— START OF Task material —

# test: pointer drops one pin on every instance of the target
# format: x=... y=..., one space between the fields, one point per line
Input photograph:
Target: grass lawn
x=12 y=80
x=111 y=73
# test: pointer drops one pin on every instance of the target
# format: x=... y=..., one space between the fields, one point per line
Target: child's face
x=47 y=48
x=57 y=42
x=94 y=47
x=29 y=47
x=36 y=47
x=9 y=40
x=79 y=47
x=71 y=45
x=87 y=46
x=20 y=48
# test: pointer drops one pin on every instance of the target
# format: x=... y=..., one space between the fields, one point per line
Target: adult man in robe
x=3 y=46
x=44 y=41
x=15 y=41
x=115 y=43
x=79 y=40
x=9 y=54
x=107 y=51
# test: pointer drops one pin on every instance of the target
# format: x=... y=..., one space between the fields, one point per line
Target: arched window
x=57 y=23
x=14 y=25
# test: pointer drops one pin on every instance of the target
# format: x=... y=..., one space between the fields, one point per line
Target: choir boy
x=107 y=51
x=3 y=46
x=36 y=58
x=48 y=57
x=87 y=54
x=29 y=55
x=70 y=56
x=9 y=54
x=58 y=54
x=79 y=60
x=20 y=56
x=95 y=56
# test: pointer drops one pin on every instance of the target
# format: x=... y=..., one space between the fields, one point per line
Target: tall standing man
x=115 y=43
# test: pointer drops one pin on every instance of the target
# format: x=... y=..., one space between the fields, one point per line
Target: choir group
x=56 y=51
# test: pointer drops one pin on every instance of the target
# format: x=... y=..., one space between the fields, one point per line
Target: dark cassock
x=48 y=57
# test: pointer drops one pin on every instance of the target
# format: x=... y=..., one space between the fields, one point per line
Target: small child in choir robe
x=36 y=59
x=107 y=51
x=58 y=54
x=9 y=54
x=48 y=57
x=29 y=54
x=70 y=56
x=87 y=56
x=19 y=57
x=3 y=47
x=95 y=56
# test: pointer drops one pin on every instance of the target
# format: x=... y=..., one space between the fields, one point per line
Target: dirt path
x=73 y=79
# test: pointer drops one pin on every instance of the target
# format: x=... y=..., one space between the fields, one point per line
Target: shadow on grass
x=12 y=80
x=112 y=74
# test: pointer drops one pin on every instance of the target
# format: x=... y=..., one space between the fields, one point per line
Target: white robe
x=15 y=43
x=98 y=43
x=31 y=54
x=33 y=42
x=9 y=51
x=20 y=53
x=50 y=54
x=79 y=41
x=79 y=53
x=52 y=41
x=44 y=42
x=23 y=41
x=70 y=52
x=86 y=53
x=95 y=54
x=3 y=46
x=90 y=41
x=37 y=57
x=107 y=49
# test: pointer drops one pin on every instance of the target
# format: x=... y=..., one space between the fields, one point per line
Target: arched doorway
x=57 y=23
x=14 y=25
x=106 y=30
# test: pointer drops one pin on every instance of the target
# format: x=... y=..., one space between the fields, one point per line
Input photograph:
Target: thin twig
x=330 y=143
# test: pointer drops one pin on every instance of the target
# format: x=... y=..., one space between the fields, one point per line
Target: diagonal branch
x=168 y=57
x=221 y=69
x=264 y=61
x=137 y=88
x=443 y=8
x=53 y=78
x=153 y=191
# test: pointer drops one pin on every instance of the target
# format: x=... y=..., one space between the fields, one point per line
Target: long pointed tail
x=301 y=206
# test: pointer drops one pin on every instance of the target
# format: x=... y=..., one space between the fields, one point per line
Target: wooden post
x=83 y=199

— END OF Task material —

Find each line in the entries above that contains the word "arched", where case counts, and copy those lines out in full.

Target: arched window
Target: arched doorway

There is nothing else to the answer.